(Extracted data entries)
'''
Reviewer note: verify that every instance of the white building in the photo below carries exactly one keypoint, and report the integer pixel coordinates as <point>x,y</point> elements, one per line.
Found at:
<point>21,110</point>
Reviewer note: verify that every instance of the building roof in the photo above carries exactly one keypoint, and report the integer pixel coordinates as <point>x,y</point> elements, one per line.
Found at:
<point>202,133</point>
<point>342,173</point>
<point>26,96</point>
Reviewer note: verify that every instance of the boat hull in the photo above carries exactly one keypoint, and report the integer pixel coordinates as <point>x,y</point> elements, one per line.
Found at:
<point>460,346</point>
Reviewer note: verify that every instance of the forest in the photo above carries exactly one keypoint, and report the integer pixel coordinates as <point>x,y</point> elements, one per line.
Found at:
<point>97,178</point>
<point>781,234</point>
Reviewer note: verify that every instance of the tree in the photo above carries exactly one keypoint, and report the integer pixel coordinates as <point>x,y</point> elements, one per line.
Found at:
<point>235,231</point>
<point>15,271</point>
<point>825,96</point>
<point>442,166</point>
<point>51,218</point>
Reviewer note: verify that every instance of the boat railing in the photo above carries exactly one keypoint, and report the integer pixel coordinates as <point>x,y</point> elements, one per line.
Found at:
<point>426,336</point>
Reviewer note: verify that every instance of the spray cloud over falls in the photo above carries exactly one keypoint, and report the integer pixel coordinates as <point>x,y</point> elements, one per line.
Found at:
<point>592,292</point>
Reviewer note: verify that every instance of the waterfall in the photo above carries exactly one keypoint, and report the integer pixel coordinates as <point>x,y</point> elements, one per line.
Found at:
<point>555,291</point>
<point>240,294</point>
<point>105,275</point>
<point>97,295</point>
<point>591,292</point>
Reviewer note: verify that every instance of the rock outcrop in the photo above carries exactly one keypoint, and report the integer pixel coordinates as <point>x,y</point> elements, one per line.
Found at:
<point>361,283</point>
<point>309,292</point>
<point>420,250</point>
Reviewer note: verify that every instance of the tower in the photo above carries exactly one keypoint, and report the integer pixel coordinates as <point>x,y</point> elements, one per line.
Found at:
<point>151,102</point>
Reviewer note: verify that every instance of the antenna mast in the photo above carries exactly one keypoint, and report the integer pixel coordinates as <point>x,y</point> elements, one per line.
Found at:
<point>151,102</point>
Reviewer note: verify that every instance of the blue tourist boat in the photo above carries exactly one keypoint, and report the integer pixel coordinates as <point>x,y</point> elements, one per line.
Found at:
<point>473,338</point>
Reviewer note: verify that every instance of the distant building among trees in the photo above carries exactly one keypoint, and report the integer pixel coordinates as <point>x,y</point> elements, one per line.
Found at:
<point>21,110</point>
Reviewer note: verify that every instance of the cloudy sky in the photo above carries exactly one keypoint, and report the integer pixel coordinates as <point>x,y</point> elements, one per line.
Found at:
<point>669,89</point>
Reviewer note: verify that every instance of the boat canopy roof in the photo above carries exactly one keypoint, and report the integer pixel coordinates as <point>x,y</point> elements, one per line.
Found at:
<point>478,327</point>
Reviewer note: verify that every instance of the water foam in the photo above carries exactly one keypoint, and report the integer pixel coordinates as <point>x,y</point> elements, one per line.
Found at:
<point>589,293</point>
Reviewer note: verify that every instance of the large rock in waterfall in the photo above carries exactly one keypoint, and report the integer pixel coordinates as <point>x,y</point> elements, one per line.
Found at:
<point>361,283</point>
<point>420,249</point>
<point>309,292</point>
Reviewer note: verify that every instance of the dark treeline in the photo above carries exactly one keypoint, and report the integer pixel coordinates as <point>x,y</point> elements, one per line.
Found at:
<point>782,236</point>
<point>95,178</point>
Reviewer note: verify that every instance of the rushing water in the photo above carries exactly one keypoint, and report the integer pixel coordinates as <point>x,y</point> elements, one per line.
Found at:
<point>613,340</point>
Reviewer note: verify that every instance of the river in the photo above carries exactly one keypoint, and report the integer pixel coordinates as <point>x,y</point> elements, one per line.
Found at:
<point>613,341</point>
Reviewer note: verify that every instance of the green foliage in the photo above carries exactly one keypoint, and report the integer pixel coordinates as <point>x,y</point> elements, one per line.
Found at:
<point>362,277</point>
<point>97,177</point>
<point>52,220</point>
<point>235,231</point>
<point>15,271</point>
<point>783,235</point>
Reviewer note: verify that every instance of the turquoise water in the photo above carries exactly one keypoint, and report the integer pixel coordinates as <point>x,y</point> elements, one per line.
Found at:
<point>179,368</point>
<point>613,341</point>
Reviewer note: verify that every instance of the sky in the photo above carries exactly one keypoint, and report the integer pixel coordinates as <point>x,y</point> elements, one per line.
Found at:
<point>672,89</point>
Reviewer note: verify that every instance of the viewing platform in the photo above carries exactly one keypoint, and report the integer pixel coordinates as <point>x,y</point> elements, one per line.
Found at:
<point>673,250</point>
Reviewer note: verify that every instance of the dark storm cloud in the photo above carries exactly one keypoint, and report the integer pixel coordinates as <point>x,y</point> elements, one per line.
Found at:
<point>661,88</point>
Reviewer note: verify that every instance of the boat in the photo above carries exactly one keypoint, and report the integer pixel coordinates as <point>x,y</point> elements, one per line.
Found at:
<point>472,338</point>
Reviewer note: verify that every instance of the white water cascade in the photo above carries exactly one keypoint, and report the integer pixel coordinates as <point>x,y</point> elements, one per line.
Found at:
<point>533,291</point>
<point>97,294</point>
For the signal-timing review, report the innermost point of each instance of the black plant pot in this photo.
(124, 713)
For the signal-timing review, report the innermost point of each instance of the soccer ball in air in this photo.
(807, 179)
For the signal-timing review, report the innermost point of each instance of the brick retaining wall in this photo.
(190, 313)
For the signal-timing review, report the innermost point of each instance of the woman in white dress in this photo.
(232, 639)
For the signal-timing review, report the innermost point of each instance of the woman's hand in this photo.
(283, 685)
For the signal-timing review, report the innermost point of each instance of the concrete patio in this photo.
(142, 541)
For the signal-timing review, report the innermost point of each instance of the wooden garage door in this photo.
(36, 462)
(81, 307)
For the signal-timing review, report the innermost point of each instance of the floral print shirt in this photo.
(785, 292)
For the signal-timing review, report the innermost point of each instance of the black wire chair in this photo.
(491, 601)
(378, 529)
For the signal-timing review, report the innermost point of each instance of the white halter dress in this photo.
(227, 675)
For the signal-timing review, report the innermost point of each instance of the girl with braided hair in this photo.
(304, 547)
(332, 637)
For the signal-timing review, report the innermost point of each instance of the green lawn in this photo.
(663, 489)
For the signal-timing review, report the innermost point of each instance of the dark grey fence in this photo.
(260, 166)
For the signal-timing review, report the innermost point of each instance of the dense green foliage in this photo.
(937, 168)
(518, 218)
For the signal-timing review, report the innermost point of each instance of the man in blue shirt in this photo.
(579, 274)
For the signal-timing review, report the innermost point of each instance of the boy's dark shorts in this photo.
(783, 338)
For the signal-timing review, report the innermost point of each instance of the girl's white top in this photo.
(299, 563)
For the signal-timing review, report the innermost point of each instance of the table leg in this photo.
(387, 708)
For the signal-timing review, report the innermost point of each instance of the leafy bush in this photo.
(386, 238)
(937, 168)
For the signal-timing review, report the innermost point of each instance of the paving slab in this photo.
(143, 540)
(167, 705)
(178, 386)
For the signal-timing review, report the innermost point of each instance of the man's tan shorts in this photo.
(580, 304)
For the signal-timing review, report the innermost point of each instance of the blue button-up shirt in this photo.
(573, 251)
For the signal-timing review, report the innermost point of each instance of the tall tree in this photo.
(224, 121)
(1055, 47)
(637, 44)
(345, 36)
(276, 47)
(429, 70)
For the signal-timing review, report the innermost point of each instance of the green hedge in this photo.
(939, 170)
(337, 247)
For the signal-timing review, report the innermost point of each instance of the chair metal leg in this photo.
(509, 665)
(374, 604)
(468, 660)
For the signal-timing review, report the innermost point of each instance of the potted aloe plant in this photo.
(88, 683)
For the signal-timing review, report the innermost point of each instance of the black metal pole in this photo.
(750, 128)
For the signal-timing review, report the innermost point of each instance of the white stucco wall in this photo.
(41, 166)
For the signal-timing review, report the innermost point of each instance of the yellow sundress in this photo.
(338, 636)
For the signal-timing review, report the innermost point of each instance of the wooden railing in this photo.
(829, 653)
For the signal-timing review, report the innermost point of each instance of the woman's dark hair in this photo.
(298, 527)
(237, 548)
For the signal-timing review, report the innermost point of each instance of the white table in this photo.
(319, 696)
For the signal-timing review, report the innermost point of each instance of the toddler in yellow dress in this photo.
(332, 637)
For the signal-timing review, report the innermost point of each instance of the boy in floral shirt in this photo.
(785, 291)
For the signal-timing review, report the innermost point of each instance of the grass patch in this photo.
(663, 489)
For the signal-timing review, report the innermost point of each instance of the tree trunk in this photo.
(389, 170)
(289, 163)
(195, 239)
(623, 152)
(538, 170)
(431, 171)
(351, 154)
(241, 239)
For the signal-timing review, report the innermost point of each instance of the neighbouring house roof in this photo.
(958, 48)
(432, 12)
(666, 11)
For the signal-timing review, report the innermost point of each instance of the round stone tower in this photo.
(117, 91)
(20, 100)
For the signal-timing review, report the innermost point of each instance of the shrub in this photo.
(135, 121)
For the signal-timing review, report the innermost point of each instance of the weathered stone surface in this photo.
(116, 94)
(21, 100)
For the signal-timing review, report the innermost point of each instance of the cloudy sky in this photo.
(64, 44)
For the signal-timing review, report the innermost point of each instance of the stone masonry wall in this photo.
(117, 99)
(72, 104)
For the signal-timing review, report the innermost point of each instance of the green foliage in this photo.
'''
* _Task directions_: Search the entries for lines with the string "waterfall", then report their number alone.

* _Task solution_: 2